* Begin DATASET *
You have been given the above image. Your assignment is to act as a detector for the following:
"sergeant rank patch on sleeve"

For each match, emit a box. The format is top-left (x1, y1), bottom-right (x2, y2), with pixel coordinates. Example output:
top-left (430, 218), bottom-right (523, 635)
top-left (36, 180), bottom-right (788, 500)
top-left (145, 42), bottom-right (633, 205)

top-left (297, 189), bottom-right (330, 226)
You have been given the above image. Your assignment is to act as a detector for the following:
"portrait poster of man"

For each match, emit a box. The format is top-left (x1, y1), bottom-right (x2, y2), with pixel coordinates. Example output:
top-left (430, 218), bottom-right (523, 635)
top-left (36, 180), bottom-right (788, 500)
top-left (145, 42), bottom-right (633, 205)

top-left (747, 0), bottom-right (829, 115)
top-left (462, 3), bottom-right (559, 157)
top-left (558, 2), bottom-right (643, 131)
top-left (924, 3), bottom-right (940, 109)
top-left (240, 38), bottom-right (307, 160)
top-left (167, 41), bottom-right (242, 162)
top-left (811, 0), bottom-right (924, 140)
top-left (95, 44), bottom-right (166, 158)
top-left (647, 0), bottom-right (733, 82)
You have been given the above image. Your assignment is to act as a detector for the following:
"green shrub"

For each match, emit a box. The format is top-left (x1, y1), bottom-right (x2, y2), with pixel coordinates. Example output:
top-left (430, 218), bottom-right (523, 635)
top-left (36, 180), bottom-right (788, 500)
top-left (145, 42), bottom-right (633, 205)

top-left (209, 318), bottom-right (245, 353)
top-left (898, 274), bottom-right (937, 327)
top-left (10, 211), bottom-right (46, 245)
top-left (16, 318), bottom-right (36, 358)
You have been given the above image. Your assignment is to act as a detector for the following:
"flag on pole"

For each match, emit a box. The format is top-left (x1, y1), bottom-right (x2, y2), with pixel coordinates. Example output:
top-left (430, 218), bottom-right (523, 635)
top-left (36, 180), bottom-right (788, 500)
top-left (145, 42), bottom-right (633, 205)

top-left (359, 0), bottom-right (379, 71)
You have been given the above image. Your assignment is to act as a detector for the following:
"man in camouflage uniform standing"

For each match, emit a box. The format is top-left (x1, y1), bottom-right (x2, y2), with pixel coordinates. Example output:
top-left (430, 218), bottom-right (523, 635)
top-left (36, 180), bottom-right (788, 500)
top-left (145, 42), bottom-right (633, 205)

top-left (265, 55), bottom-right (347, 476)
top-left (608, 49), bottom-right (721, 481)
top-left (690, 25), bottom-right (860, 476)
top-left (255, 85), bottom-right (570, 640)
* End DATASET *
## TASK TO CARRY OUT
Rewrite every row with "Example output" swapped for "Sample output", keeping all other text unchanged.

## ANSWER
You have been given the above image. Your assignment is to act as a detector for the following:
"sergeant rank patch on sleeve"

For each match, emit a box. The format is top-left (x1, y1), bottom-right (x2, y2), with pixel coordinates. Sample output:
top-left (430, 218), bottom-right (523, 635)
top-left (36, 180), bottom-right (788, 500)
top-left (145, 42), bottom-right (633, 205)

top-left (297, 189), bottom-right (330, 226)
You have been given the above image. Your assignment is to act as a detector for the following:
"portrait poster of man"

For each match, emit a box. The format is top-left (x1, y1), bottom-right (x2, y2), with pixel coordinates. Sample output:
top-left (430, 218), bottom-right (523, 635)
top-left (36, 180), bottom-right (788, 500)
top-left (145, 42), bottom-right (633, 205)

top-left (747, 0), bottom-right (829, 115)
top-left (462, 3), bottom-right (559, 157)
top-left (558, 2), bottom-right (643, 131)
top-left (924, 3), bottom-right (940, 109)
top-left (240, 38), bottom-right (307, 160)
top-left (167, 41), bottom-right (242, 162)
top-left (811, 0), bottom-right (924, 140)
top-left (95, 44), bottom-right (166, 158)
top-left (647, 0), bottom-right (733, 82)
You have been given the above image. Your assignment is to act as a detector for the following:
"green shrub"

For each match, emit a box. The format is top-left (x1, y1), bottom-right (x2, y2), with pixel coordinates. Sample output:
top-left (430, 218), bottom-right (523, 635)
top-left (36, 180), bottom-right (788, 500)
top-left (145, 42), bottom-right (633, 205)

top-left (209, 318), bottom-right (245, 353)
top-left (898, 274), bottom-right (937, 327)
top-left (10, 211), bottom-right (46, 245)
top-left (16, 318), bottom-right (36, 358)
You have been given the above image. Your assignment is to act as a detector for the following:
"flag on pole"

For each match, emit a box. The format is top-left (x1, y1), bottom-right (x2, y2), with pixel coordinates. Sample output:
top-left (430, 218), bottom-right (523, 635)
top-left (36, 180), bottom-right (788, 500)
top-left (145, 42), bottom-right (633, 205)

top-left (359, 0), bottom-right (379, 71)
You have been given the above image. Your assignment is to act as a detector for the following:
"man in camouflage uniform standing"

For each match, emit a box. The format is top-left (x1, y1), bottom-right (x2, y2), with pixel coordinates. Sample output:
top-left (430, 218), bottom-right (523, 635)
top-left (36, 180), bottom-right (788, 500)
top-left (145, 42), bottom-right (633, 205)

top-left (265, 55), bottom-right (347, 476)
top-left (608, 49), bottom-right (721, 481)
top-left (690, 25), bottom-right (860, 476)
top-left (255, 85), bottom-right (570, 640)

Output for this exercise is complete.